Set problem 1:
Gather every line in the records that contains the word "easel", treating uppercase and lowercase letters as different.

Start of Excerpt to read

In my previous post I discussed a class (array_based_order_book_side<> a/k/a abobs<>) which serves as a motivation to learn how to create really good benchmarks. Because testing the class inside a full program introduces too much variation in the results, it is too slow, and it is too cumbersome I decided to go with a small purpose-built benchmark program. In that post I pointed out ([I5]) that any good description of a benchmark must include how does the benchmark measures time, why is that a good approach to measure time, and how does the benchmark control for variables that affect the results, such as system load. This poist is largely written to address those questions.

I will describe a small framework I built to write benchmarks for JayBeams. Mostly this was born with my frustration when not getting the same results if one runs the same benchmark twice. If I cannot reproduce the results myself, for the same code, on the same server, what hope do I have of creating reproducible results for others? I need to get the environment where the benchmarks run under control before I have any hope of embarking of a rigorous analysis of them.

It turns out you need to do a lot of fine tuning in the operating system to get consistency out of your benchmarks, and you also need to select your clock carefully. I find this kind of fine tuning interesting in itself, so I am taking the opportunity to talk about it.

Most folks call such small benchmarks a microbenchmark, and I like the name because it makes a clear distinction from large benchmarks as those for database systems (think TPC-E and its cousins). I plan to use that name hereafter.

Anatomy of a Microbenchmark

Most microbenchmarks follow a similar pattern. First, you setup the environment necessary to run whatever it is you are testing. This is similar to how you setup your mocks in a unit test, and in fact you may setup mocks for your benchmark too. In the case of our example (abobs<>) one wants to build a synthetic list of operations before the system starts measuring the performance of the class. Building that list is expensive, and you certainly do not want to include it the measurement of the class itself; in general, microbenchmarks should not measure or report the time required to setup their test environment.

End of Excerpt to read

Set problem 2:
Rewrite the paragraph of the benchmarking excerpt that begins "Most microbenchmarks follow a similar pattern" in fewer words, keeping its main facts.

Start of Data supplied

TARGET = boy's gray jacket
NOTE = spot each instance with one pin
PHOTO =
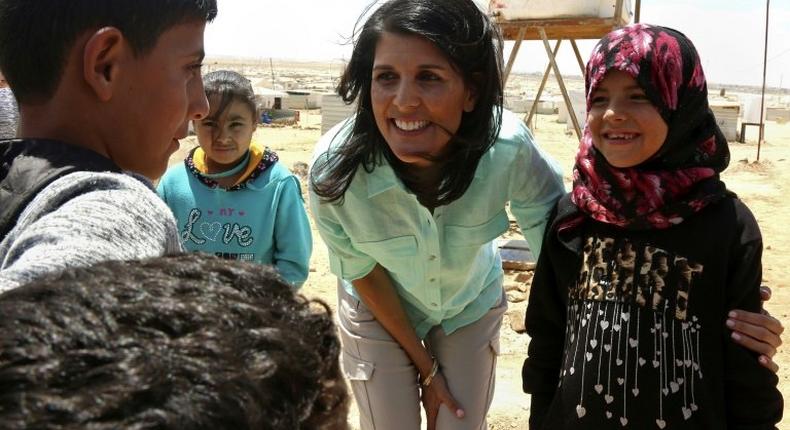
(63, 206)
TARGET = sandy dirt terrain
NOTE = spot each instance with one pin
(761, 184)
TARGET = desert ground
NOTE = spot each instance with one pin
(761, 184)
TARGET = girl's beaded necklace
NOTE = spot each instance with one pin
(233, 170)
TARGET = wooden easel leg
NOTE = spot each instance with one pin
(521, 33)
(534, 107)
(578, 56)
(571, 112)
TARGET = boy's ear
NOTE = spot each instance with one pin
(102, 56)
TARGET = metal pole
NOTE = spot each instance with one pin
(571, 112)
(578, 56)
(534, 107)
(637, 11)
(521, 33)
(765, 68)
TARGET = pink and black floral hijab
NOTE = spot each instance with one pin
(683, 177)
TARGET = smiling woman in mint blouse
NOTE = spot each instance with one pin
(409, 196)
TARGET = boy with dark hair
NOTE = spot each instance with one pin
(178, 342)
(104, 96)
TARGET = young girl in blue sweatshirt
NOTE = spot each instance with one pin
(645, 258)
(231, 197)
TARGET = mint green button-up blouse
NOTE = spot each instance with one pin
(444, 264)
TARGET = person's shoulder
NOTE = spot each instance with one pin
(121, 191)
(175, 173)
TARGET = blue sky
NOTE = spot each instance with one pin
(729, 34)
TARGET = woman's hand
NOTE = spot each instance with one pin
(436, 394)
(759, 332)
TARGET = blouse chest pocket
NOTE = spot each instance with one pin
(398, 255)
(477, 235)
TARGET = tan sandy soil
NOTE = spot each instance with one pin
(760, 184)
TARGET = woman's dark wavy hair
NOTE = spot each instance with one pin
(472, 44)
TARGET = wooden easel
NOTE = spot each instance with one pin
(559, 29)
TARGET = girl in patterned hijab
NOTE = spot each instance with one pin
(645, 257)
(667, 179)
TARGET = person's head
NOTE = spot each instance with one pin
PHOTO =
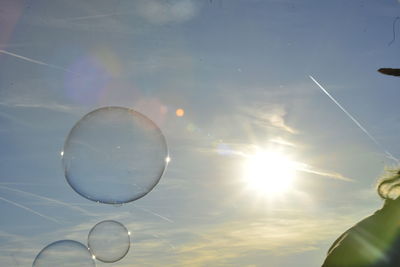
(389, 185)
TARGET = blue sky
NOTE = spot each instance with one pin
(240, 70)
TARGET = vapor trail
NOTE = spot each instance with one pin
(49, 200)
(154, 213)
(36, 61)
(388, 154)
(30, 210)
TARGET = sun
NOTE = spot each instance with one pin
(269, 172)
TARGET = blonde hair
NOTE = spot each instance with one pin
(388, 186)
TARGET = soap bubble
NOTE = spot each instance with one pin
(66, 253)
(114, 155)
(109, 241)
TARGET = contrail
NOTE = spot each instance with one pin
(30, 210)
(49, 199)
(388, 154)
(153, 213)
(36, 61)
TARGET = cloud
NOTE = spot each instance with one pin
(269, 116)
(163, 12)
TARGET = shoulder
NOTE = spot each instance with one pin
(361, 245)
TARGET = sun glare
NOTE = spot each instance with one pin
(269, 172)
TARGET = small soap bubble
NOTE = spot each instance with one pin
(66, 253)
(109, 241)
(114, 155)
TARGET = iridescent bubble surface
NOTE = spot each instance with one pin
(114, 155)
(109, 241)
(65, 253)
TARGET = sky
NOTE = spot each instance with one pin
(240, 70)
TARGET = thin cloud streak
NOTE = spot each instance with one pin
(30, 210)
(388, 154)
(36, 61)
(49, 200)
(306, 168)
(154, 213)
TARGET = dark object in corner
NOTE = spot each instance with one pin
(389, 71)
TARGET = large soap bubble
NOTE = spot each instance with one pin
(109, 241)
(66, 253)
(114, 155)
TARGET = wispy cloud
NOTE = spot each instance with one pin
(35, 61)
(162, 12)
(329, 174)
(30, 210)
(50, 200)
(269, 116)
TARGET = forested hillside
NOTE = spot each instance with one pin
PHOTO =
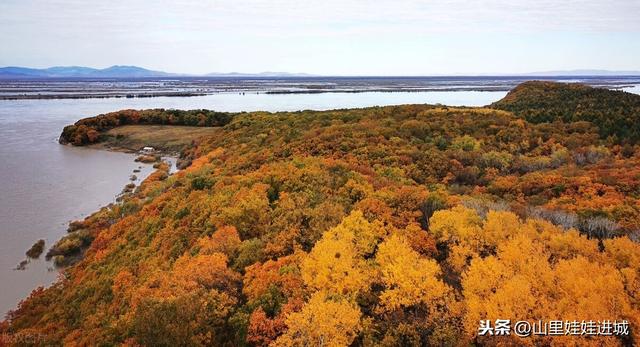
(401, 225)
(615, 113)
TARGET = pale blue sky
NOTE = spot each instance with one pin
(331, 37)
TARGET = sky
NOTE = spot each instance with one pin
(326, 37)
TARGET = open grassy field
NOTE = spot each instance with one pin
(167, 138)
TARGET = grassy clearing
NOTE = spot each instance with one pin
(167, 138)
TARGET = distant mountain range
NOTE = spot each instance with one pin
(584, 73)
(123, 71)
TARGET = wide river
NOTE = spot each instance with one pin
(44, 185)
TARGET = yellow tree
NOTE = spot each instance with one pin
(323, 321)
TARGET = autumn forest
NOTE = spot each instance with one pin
(382, 226)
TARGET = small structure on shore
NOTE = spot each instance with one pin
(147, 150)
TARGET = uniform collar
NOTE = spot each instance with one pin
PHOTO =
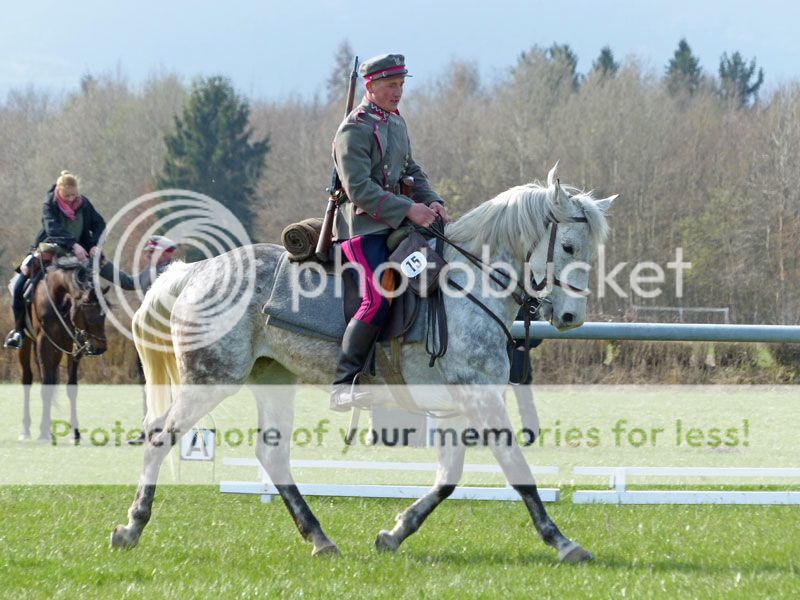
(377, 110)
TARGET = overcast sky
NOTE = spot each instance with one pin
(273, 49)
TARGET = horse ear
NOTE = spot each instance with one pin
(551, 176)
(560, 198)
(605, 203)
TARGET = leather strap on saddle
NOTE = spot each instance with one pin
(392, 374)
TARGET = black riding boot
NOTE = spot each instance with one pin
(14, 338)
(359, 337)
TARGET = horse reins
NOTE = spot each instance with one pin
(519, 294)
(78, 345)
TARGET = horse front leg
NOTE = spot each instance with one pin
(72, 393)
(451, 467)
(190, 404)
(275, 421)
(491, 420)
(27, 380)
(49, 358)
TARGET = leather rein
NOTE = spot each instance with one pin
(520, 293)
(80, 338)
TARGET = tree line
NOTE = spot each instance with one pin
(703, 160)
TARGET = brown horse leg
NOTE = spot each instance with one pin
(72, 393)
(491, 416)
(451, 466)
(49, 358)
(27, 380)
(275, 419)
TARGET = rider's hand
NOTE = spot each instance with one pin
(79, 252)
(440, 210)
(421, 215)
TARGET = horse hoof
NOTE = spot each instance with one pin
(328, 549)
(574, 554)
(386, 542)
(121, 538)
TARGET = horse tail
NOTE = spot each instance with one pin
(152, 335)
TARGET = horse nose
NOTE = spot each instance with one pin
(93, 350)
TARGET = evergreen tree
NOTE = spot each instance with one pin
(683, 71)
(605, 63)
(735, 76)
(210, 151)
(562, 54)
(339, 78)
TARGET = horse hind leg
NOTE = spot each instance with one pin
(190, 405)
(451, 467)
(491, 417)
(276, 413)
(27, 380)
(72, 393)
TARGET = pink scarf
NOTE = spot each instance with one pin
(68, 209)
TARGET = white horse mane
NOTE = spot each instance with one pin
(517, 218)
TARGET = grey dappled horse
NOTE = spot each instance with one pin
(517, 226)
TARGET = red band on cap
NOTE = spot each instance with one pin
(387, 72)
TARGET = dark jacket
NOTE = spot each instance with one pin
(54, 230)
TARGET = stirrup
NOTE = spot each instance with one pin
(13, 340)
(346, 396)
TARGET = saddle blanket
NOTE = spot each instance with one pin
(302, 302)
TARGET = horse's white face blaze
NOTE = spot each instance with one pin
(573, 254)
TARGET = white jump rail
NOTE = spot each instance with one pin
(267, 490)
(619, 494)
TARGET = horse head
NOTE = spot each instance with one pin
(87, 313)
(576, 227)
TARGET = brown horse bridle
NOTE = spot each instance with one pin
(80, 337)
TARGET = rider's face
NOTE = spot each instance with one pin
(386, 93)
(69, 193)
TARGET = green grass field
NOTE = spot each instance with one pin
(54, 543)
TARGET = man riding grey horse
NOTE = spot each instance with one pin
(372, 153)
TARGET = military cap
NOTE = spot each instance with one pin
(383, 66)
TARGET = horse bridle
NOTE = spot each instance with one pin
(520, 294)
(80, 337)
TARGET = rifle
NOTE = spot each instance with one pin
(335, 192)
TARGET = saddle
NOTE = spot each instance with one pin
(312, 299)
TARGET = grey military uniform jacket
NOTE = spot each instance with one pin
(372, 153)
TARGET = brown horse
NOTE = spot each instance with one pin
(66, 318)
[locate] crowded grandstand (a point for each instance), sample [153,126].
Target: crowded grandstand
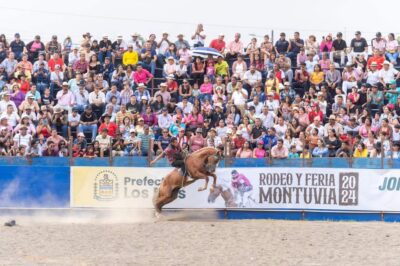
[284,98]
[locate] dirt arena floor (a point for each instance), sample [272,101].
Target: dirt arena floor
[56,241]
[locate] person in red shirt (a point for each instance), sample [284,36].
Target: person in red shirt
[218,44]
[377,58]
[56,60]
[110,126]
[24,85]
[237,143]
[316,111]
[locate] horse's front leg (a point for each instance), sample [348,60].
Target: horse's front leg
[214,181]
[206,179]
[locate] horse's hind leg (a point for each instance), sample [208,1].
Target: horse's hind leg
[164,200]
[206,179]
[214,181]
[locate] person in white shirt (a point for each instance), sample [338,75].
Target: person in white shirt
[267,117]
[136,42]
[199,36]
[373,74]
[81,98]
[73,56]
[271,103]
[252,77]
[388,73]
[258,106]
[5,102]
[97,99]
[164,119]
[239,97]
[280,128]
[22,138]
[11,116]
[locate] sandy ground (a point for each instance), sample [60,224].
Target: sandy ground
[245,242]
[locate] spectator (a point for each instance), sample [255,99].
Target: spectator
[234,49]
[279,151]
[199,36]
[104,142]
[358,46]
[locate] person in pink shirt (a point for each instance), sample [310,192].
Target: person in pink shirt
[325,62]
[141,75]
[206,90]
[392,49]
[218,44]
[234,48]
[194,119]
[326,44]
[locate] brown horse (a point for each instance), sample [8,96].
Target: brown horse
[227,195]
[199,165]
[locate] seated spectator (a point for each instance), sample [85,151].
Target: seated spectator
[259,151]
[170,67]
[146,142]
[279,151]
[321,150]
[239,67]
[104,141]
[245,151]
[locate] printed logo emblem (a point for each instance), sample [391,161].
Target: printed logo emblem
[106,186]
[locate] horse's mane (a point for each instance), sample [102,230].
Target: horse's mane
[205,151]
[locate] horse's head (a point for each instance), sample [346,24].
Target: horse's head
[212,162]
[214,194]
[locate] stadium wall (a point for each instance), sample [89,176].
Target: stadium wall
[295,193]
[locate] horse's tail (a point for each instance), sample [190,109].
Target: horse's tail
[155,196]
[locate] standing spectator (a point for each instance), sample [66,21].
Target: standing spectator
[97,100]
[17,46]
[294,48]
[339,47]
[180,43]
[358,46]
[34,47]
[130,57]
[148,58]
[392,49]
[235,48]
[197,141]
[219,43]
[282,45]
[88,122]
[199,36]
[279,151]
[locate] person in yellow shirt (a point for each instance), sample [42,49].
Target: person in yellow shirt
[317,76]
[272,82]
[306,153]
[360,151]
[130,57]
[222,68]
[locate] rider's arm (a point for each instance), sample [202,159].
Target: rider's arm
[157,158]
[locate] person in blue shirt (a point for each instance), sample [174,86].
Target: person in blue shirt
[269,139]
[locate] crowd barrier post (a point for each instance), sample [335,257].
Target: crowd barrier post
[382,153]
[70,143]
[269,153]
[149,149]
[351,152]
[110,155]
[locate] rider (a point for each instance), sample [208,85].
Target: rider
[174,154]
[241,184]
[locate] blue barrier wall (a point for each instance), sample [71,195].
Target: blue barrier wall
[34,186]
[45,182]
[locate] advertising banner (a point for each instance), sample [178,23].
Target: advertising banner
[258,188]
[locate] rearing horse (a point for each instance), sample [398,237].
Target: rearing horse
[199,165]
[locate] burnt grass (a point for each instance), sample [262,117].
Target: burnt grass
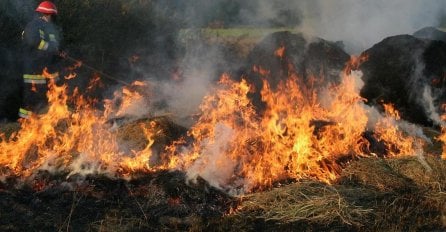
[157,201]
[372,194]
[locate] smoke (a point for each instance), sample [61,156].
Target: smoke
[214,165]
[362,23]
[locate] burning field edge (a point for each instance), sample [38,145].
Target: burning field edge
[371,194]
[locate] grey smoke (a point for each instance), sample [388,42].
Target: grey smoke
[362,23]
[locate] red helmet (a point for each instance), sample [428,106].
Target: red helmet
[47,7]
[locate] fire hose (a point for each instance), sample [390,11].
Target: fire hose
[118,80]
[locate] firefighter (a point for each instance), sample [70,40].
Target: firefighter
[41,40]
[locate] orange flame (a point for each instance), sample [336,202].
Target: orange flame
[302,133]
[280,52]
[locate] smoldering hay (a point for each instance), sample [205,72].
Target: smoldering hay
[303,132]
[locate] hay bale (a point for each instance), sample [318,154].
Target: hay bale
[310,203]
[131,135]
[374,173]
[397,70]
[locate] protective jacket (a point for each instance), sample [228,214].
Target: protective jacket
[41,42]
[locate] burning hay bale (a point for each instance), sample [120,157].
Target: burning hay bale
[131,134]
[314,60]
[408,72]
[158,201]
[372,195]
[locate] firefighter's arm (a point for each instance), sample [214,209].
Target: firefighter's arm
[31,36]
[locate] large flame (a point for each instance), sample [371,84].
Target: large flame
[302,133]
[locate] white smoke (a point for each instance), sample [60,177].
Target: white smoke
[362,23]
[213,165]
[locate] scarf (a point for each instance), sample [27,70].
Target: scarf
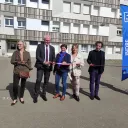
[61,56]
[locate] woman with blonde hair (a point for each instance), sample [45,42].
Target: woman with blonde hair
[22,65]
[75,71]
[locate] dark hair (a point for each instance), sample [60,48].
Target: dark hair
[63,45]
[99,42]
[74,45]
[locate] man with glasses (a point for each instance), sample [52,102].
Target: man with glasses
[96,61]
[45,57]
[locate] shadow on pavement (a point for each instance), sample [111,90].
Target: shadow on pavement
[108,86]
[50,89]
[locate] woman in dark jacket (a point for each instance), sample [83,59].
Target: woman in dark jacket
[22,65]
[61,69]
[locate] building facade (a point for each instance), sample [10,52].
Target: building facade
[66,21]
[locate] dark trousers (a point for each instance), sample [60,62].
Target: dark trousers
[58,76]
[16,80]
[94,79]
[40,73]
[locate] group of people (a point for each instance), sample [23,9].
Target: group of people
[63,65]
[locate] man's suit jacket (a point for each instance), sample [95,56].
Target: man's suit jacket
[92,58]
[62,68]
[40,56]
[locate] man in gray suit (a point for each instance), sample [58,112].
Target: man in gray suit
[45,57]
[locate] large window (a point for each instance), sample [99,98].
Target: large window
[45,1]
[76,29]
[9,1]
[114,13]
[86,9]
[34,0]
[76,8]
[21,23]
[118,50]
[22,2]
[66,7]
[84,48]
[119,32]
[56,27]
[95,11]
[85,29]
[12,46]
[45,25]
[66,28]
[94,30]
[9,21]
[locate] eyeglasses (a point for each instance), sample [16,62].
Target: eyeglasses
[19,44]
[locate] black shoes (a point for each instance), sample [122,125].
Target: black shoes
[22,102]
[97,97]
[13,103]
[44,97]
[35,100]
[92,97]
[76,97]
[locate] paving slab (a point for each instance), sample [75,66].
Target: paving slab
[110,112]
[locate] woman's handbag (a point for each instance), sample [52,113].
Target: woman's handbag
[23,74]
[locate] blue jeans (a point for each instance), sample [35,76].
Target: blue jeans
[94,79]
[58,76]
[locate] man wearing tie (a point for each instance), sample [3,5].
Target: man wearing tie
[45,57]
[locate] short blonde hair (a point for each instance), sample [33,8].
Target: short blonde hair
[24,43]
[47,36]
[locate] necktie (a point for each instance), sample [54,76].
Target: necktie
[46,52]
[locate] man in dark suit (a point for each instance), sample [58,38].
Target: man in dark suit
[96,61]
[45,57]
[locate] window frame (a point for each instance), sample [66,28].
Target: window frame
[21,2]
[9,18]
[9,1]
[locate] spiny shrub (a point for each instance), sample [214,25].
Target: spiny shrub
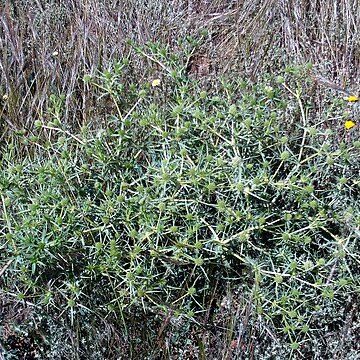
[184,186]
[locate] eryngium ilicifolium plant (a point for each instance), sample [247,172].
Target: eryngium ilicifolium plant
[181,187]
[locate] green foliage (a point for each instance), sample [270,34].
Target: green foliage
[184,186]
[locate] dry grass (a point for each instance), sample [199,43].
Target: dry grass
[48,47]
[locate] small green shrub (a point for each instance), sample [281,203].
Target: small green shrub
[183,187]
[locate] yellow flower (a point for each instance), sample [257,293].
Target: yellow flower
[352,98]
[155,82]
[349,124]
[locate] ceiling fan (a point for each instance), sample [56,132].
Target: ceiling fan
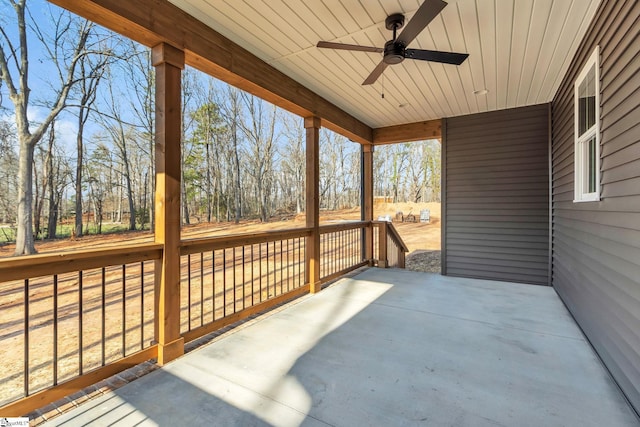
[395,50]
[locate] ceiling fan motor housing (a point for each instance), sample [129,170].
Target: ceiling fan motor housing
[393,52]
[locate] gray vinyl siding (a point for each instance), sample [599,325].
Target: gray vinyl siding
[596,245]
[496,195]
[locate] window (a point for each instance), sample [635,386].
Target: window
[587,131]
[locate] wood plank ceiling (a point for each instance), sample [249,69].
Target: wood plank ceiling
[519,50]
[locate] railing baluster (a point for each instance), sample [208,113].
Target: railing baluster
[224,283]
[252,276]
[260,268]
[80,324]
[55,329]
[104,315]
[234,280]
[213,282]
[243,279]
[189,292]
[124,313]
[26,337]
[268,274]
[275,269]
[142,305]
[281,268]
[201,288]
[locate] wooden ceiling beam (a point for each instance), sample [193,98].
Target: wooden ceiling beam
[431,129]
[151,22]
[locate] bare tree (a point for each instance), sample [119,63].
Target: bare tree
[14,72]
[294,162]
[8,173]
[120,134]
[141,82]
[260,131]
[91,70]
[232,113]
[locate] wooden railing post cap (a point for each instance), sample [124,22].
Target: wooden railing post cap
[312,122]
[165,53]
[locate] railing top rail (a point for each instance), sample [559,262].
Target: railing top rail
[192,246]
[393,233]
[350,225]
[48,264]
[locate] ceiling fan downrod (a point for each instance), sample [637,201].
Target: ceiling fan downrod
[394,52]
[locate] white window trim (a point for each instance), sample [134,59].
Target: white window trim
[580,194]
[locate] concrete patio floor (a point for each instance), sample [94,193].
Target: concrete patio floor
[384,348]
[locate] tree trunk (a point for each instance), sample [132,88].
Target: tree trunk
[78,184]
[25,244]
[52,217]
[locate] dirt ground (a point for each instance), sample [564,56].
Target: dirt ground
[133,306]
[418,236]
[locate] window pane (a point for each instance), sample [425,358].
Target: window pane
[587,101]
[591,165]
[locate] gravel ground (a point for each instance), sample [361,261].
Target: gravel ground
[425,261]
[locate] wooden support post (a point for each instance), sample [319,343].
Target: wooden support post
[367,200]
[312,270]
[169,63]
[383,260]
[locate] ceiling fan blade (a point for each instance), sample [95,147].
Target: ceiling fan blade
[436,56]
[425,14]
[377,72]
[343,46]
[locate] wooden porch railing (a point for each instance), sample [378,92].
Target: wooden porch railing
[72,319]
[388,245]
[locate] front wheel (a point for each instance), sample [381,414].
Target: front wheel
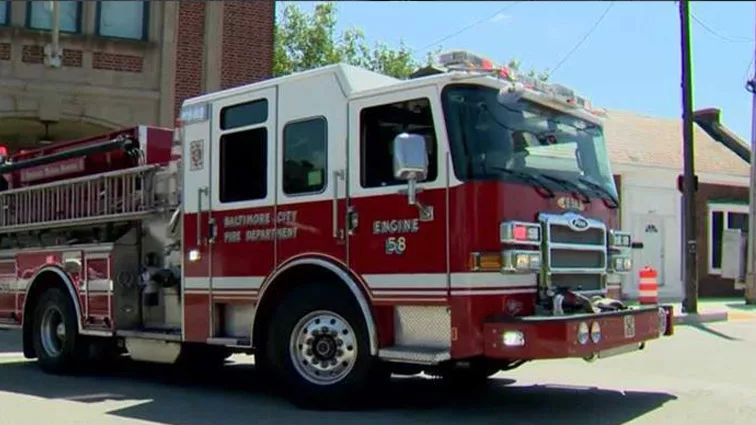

End of Data supplied

Exercise answer 1:
TARGET = wooden easel leg
TARGET = wooden easel

Exercise answer 2:
Microbenchmarks usually share a common pattern. They start by setting up the environment needed to run the code under test. This is much like setting up mocks in a unit test, and a benchmark may use mocks too. For abobs<>, this means building a synthetic list of operations before measurement starts. Building that list is expensive, so it should be kept out of the class's measurement. In general, a microbenchmark should neither measure nor report the time spent on setup.